▶ [What this task involves] Change every "instance" in the data below to "occurrence" and write the data out again with nothing else altered. Leave out the pictures.

▶ [Provided material]
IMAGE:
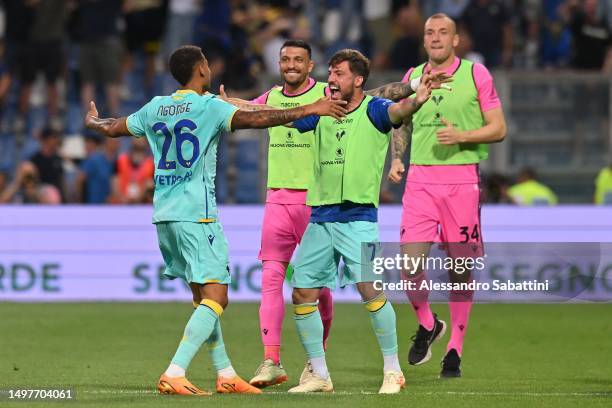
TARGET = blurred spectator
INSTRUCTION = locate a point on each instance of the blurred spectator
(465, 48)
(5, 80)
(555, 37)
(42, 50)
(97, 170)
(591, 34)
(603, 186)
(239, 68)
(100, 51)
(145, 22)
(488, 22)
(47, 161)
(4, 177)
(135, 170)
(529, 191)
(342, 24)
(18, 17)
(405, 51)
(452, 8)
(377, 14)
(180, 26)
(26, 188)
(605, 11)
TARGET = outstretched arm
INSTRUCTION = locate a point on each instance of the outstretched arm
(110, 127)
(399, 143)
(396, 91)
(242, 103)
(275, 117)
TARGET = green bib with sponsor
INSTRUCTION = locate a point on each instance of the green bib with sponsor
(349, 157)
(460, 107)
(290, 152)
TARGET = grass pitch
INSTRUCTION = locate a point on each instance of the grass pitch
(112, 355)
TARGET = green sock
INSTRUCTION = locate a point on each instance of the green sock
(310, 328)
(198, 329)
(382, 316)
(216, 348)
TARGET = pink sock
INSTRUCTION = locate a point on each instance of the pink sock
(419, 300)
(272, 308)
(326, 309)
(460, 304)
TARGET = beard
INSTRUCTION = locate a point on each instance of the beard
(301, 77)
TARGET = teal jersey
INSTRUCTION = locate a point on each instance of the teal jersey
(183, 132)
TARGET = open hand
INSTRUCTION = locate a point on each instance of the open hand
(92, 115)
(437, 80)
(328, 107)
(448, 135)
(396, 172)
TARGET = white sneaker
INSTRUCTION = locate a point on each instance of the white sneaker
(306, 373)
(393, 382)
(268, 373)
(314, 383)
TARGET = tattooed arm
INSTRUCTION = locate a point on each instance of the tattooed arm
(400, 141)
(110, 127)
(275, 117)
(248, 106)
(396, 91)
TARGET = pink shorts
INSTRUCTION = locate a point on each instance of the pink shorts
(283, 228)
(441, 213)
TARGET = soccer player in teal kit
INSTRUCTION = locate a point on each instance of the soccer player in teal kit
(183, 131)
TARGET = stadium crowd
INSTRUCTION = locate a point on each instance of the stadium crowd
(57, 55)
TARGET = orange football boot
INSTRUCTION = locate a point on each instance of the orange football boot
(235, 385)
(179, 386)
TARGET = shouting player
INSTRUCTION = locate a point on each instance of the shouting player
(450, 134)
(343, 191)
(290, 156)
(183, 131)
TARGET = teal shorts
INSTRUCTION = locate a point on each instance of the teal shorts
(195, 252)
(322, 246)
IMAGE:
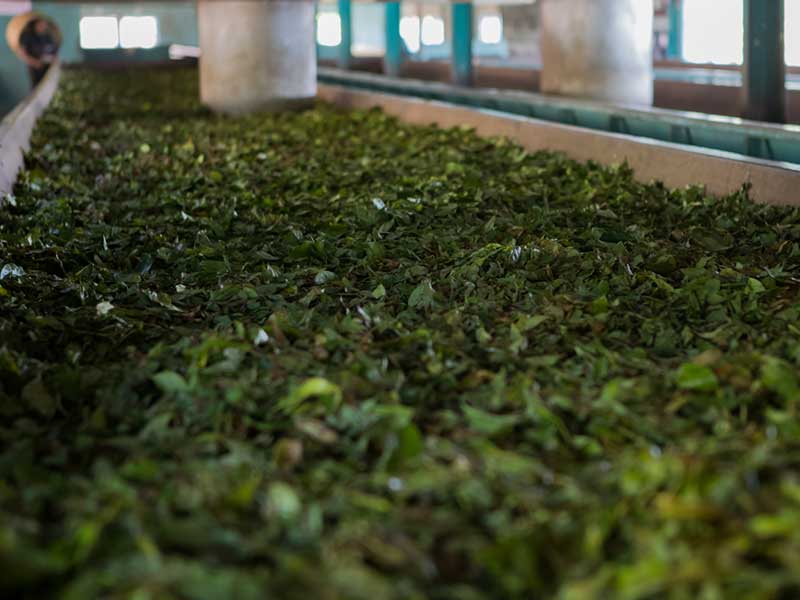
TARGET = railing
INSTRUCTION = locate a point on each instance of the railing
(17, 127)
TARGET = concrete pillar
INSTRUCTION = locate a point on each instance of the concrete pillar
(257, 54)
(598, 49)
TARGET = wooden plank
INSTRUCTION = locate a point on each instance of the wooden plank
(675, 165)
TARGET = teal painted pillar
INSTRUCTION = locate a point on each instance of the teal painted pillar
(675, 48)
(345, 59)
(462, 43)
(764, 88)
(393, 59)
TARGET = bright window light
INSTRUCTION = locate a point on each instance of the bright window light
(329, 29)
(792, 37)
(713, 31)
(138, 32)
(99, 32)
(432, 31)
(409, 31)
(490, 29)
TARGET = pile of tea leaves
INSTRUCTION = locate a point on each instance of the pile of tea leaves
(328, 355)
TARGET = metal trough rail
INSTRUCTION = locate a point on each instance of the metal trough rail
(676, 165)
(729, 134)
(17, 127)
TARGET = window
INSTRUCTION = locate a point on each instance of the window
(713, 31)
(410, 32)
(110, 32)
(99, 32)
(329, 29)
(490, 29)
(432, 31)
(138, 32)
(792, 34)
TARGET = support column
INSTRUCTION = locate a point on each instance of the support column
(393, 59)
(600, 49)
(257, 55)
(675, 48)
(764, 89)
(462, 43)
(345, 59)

▶ [Response to this task]
IMAGE:
TARGET = blurred spectator
INSTRUCTION = locate a point on each occurrence of the blurred spectator
(465, 48)
(5, 80)
(555, 37)
(42, 50)
(97, 170)
(591, 34)
(603, 186)
(239, 68)
(100, 51)
(145, 22)
(488, 22)
(47, 161)
(4, 177)
(135, 170)
(529, 191)
(342, 24)
(18, 17)
(405, 51)
(452, 8)
(377, 14)
(180, 26)
(26, 188)
(605, 11)
TARGET = outstretched arm
INSTRUCTION = locate a point on each occurrence of the outstretched arm
(110, 127)
(399, 143)
(396, 91)
(242, 103)
(275, 117)
TARGET = green bib with sponsor
INSTRUCTION = locate a point on each occurrence of the green bib with sponsor
(349, 157)
(460, 107)
(290, 152)
TARGET = grass pitch
INSTRUCTION = locate a point on each occurrence of the grass pitch
(112, 355)
TARGET = green sock
INSTRUCTION = locate a point on each occurrence of the green sock
(310, 328)
(198, 329)
(382, 316)
(216, 348)
TARGET = pink sock
INSTRUCTION = locate a point on each occurrence of the pink sock
(419, 300)
(272, 308)
(326, 309)
(460, 304)
TARGET = beard
INSTRUCTION = locate a point on each occurrence of the beard
(301, 77)
TARGET = teal jersey
INSTRUCTION = locate a point on each occurrence of the teal jersey
(183, 132)
TARGET = open hand
INSTRUCTION = locate a point on each occurrence of the open hand
(92, 115)
(437, 80)
(328, 107)
(448, 135)
(396, 172)
TARGET = white sneaker
INSTRUCTION = locate a point on each occurrence of the white sneaker
(306, 373)
(393, 382)
(268, 373)
(314, 383)
TARGET = tattooed arm
INSTRUCTION = locate a point on each occurrence of the tattooed arm
(400, 141)
(110, 127)
(275, 117)
(248, 106)
(396, 91)
TARGET = pink shorts
INSTRUCTION = locate a point on each occurrence of the pink shorts
(283, 228)
(441, 213)
TARGET = soccer player in teal kit
INSTRUCTION = locate a point on each occurrence of the soccer player in teal kit
(183, 131)
TARGET = stadium crowd
INSTRUCTION = locate a point on each occurrence of the stadium crowd
(57, 55)
TARGET = orange football boot
INSTRUCTION = locate a point on each occurrence of the orange football boot
(235, 385)
(179, 386)
TARGET = shouting player
INSTRUCTION = locate a point on each occurrence of the shouting player
(450, 134)
(343, 191)
(290, 156)
(183, 131)
TARGET = teal shorts
INSTRUCTION = locate a point on each occurrence of the teal shorts
(195, 252)
(322, 246)
IMAGE:
TARGET = railing
INSTRUCTION = locate a point on each occurrence of the railing
(17, 127)
TARGET = concrete pillar
INSTRUCTION = locate a point on each occurrence of the concrete pillar
(257, 54)
(598, 49)
TARGET = wooden plank
INSTRUCTION = locate a point on each occurrence of the wooden plank
(675, 165)
TARGET = teal painted pillar
INSTRUCTION = locate a point on each occurrence of the teal painted pillar
(675, 48)
(345, 59)
(462, 43)
(764, 88)
(393, 59)
TARGET = bright window light
INSTRUCTION = locate a point on each occurrence of the bright window light
(329, 29)
(792, 37)
(713, 31)
(138, 32)
(99, 32)
(432, 31)
(409, 31)
(490, 29)
TARGET = pile of tea leaves
INSTRUCTION = locate a point on each occurrence of the pile of tea leaves
(328, 355)
TARGET = metal trough rail
INSTRUCTION = locate a point on each occurrence of the metal trough rail
(676, 165)
(729, 134)
(17, 127)
TARGET = window
INSTRUCTION = locate a point on each occurrence of the window
(713, 31)
(410, 32)
(110, 32)
(99, 32)
(329, 29)
(490, 29)
(432, 31)
(138, 32)
(792, 34)
TARGET = support column
INSTRUCTION = locate a point on each occurrence of the support column
(393, 59)
(600, 49)
(257, 55)
(675, 48)
(764, 89)
(462, 43)
(345, 59)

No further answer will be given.